[Passage shown — start]
Saturday, April 30, 2011

Whatever It Takes

Last Wednesday, Sharon and I listened in on the monthly conference call from our adoption agency meant to update families in their Ethiopian adoption program. It was discouraging to say the least.

We have asked you to pray with us about the slowdown of the adoption process in Ethiopia. Although our agency is once again issuing referrals (notifying parents they have been matched with a child or children), it was made clear to us yesterday that Ethiopia is only processing 5 new adoption cases per day. That's the abbreviated version of what is going on. It was also mentioned that should this rate of processing continue our adoption process could be delayed for years. That means that we could receive our referral within the next few months and have to watch our children grow up in pictures and hear of their well being through medical reports for 12 months or longer before we could ever hold them.

Why don't we change agencies, pick another country, adopt domestically, or just quit all together and have another biological child? There is not a doubt in our minds that God has called us to adopt and more specifically that He has called us to adopt from Ethiopia. The very minute He called us to adopt He made us the father and mother of two children in Ethiopia. They are already ours.
[Passage shown — finish]
[Records — start]
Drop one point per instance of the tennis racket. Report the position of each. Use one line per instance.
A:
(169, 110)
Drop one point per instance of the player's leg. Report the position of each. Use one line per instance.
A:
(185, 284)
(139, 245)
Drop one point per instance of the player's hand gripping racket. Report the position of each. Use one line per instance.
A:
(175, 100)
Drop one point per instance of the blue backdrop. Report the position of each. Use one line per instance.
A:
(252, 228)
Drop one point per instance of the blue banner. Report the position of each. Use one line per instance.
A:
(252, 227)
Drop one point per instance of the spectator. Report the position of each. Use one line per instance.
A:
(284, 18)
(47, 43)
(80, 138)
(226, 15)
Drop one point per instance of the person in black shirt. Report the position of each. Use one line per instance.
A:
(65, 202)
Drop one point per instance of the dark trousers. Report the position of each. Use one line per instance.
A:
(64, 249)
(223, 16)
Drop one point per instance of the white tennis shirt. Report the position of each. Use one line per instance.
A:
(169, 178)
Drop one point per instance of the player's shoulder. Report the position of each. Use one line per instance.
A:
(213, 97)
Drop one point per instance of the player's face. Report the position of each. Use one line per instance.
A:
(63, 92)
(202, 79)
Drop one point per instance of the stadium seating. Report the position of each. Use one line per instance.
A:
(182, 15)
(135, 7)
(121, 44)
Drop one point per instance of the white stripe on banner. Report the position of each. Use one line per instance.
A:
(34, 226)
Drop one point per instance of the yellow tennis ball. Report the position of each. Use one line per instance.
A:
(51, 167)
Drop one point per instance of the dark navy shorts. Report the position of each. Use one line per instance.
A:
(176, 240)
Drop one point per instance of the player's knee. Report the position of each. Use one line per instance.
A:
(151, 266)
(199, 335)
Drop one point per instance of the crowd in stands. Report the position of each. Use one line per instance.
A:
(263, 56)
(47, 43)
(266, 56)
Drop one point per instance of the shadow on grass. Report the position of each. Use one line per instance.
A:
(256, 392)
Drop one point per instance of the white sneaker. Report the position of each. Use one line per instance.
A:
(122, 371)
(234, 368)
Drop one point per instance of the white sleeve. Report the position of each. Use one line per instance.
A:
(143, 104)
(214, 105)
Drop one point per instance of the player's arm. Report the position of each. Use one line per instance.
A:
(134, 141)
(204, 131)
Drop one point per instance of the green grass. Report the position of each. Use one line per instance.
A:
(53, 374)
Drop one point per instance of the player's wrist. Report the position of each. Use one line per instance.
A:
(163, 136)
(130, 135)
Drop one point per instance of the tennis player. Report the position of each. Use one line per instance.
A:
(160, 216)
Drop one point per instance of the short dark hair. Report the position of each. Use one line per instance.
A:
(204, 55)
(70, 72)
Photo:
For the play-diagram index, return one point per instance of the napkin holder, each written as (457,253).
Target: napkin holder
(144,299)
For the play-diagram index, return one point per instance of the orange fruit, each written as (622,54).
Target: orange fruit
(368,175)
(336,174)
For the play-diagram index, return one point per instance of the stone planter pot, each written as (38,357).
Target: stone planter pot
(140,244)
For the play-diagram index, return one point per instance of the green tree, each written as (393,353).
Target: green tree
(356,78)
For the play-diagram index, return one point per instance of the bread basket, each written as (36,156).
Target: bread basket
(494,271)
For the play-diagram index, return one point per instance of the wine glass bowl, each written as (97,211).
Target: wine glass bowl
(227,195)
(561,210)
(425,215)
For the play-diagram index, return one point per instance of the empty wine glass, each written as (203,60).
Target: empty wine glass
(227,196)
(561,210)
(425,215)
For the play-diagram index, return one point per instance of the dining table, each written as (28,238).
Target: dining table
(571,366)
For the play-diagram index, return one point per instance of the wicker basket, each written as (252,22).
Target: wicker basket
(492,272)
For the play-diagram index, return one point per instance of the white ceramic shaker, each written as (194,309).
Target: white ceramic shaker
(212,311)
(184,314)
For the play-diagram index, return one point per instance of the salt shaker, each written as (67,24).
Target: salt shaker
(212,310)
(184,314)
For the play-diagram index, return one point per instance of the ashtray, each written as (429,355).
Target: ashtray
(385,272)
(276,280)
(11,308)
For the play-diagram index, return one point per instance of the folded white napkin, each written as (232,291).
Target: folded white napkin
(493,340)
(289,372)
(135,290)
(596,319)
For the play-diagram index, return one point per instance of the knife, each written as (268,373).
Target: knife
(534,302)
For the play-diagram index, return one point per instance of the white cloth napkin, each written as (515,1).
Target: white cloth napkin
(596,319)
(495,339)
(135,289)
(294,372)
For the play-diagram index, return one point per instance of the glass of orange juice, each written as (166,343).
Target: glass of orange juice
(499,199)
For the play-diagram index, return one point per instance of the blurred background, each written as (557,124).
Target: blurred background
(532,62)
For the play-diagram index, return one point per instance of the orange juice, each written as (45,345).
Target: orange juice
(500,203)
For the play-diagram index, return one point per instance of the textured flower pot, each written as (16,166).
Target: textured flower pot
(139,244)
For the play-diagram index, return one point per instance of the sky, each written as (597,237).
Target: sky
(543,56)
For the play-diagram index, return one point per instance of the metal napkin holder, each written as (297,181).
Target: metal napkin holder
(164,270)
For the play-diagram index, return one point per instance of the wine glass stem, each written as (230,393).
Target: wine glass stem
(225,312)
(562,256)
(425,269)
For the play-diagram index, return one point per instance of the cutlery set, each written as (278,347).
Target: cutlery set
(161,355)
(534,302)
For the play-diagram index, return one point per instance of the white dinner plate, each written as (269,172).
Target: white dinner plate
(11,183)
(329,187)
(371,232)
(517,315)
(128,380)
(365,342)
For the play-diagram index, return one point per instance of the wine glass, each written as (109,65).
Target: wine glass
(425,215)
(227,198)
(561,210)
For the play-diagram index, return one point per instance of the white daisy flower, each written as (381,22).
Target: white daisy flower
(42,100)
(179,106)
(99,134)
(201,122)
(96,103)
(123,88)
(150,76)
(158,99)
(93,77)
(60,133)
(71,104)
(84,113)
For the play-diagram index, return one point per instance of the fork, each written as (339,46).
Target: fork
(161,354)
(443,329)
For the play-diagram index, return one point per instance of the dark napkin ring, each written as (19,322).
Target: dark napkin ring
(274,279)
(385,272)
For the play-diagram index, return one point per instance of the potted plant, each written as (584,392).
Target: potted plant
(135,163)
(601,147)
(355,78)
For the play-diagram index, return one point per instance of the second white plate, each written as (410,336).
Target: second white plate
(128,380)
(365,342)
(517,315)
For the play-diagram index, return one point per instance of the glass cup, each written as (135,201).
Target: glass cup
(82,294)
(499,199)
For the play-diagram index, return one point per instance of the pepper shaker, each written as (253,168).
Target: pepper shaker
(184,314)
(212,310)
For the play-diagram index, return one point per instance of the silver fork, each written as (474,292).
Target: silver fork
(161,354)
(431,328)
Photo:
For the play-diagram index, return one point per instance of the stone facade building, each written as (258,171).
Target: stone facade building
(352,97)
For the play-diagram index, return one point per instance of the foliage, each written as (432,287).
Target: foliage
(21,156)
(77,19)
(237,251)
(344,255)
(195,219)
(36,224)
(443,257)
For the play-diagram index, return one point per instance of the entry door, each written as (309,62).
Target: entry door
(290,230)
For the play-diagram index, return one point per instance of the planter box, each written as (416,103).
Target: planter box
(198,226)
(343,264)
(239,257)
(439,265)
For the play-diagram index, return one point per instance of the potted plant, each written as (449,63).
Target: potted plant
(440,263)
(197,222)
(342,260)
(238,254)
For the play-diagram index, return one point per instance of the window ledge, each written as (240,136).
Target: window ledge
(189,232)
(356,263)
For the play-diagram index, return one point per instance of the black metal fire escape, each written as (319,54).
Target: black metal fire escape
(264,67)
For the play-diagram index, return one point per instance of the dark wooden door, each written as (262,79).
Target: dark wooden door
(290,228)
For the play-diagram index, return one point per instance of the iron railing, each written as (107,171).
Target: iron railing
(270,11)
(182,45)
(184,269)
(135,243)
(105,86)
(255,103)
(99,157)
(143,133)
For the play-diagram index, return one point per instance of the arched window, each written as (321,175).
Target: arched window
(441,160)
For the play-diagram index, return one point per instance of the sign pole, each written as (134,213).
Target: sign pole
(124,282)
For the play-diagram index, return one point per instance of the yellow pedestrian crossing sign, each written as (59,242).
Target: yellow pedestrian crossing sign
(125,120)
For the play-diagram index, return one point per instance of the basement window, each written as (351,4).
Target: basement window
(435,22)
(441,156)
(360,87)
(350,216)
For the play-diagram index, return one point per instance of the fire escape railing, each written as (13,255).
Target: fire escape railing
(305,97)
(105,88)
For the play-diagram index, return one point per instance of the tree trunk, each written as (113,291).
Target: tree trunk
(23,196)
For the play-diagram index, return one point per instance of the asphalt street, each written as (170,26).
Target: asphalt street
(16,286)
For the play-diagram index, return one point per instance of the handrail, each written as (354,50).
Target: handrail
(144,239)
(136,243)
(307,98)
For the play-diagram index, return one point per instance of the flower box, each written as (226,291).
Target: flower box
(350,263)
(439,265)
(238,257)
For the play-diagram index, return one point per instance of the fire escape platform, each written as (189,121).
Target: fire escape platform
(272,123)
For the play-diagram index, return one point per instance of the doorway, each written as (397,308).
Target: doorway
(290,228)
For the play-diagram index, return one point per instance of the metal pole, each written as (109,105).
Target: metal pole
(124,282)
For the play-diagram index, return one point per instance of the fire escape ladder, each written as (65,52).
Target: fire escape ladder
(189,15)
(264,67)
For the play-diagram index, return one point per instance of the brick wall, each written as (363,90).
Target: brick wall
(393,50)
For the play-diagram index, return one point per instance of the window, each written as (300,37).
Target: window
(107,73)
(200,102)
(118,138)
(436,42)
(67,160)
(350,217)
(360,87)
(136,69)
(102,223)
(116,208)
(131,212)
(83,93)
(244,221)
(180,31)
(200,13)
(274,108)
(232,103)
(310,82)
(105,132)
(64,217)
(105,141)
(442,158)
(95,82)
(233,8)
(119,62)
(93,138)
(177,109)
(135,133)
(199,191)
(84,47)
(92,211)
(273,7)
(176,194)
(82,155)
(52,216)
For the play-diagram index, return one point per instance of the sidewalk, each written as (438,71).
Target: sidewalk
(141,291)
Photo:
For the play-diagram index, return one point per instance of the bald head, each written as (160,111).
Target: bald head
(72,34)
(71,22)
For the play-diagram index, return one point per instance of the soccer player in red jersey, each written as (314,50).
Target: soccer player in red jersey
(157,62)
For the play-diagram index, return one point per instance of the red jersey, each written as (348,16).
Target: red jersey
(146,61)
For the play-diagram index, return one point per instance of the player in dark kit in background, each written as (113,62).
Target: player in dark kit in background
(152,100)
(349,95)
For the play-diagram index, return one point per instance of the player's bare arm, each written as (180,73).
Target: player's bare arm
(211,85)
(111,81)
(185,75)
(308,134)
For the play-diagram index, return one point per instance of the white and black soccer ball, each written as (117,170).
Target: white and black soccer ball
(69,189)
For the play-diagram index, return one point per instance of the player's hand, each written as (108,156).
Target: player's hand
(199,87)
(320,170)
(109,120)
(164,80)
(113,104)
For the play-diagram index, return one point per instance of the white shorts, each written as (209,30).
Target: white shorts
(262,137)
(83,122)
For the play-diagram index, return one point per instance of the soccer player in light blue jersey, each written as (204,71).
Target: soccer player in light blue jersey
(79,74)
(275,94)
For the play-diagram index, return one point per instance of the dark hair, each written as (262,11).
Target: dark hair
[Records — finish]
Work order A
According to the post about the Ethiopian adoption, how many new adoption cases does Ethiopia process per day?
Work order B
Condense the paragraph of the post about the Ethiopian adoption that begins "We have asked you to pray" into a bulleted list that keeps its main facts.
Work order C
Write a continuation of the post about the Ethiopian adoption, starting after its final sentence.
You can ignore the records here.

Written answer A
Five new adoption cases per day.

Written answer B
- Readers have been asked to pray about the slowdown of the adoption process in Ethiopia.
- The agency is issuing referrals again, which notify parents that they have been matched with a child or children.
- Ethiopia is processing only 5 new adoption cases per day.
- If this rate continues, the adoption could be delayed for years.
- The couple could get their referral within a few months and then wait 12 months or longer before holding their children, following them only through pictures and medical reports.

Written answer C
I started thinking more about this after reflecting on a conversation I had this past week during a lunch meeting. One of the men I was with asked me about my family and wanted to know if I had any children. Without even thinking my response was, "I have a daughter who is almost nine, a son who is twenty months old and thinks he runs the house, and I have two children somewhere in Ethiopia that I am waiting to bring home." He looked a little shocked at the last part of my comment, but who expects to hear someone say they have two children they can't get to right now?

My children in Ethiopia are just as much mine as Evey and Dash are. There is nothing I wouldn't do, save dishonoring my Lord, to get to them if we were separated. I would endure anything I had to in order to ensure they were safe in my care. I certainly would never give up pursuing them and I would wait as long as I had to in order to be with them. It is the same with our two in Ethiopia.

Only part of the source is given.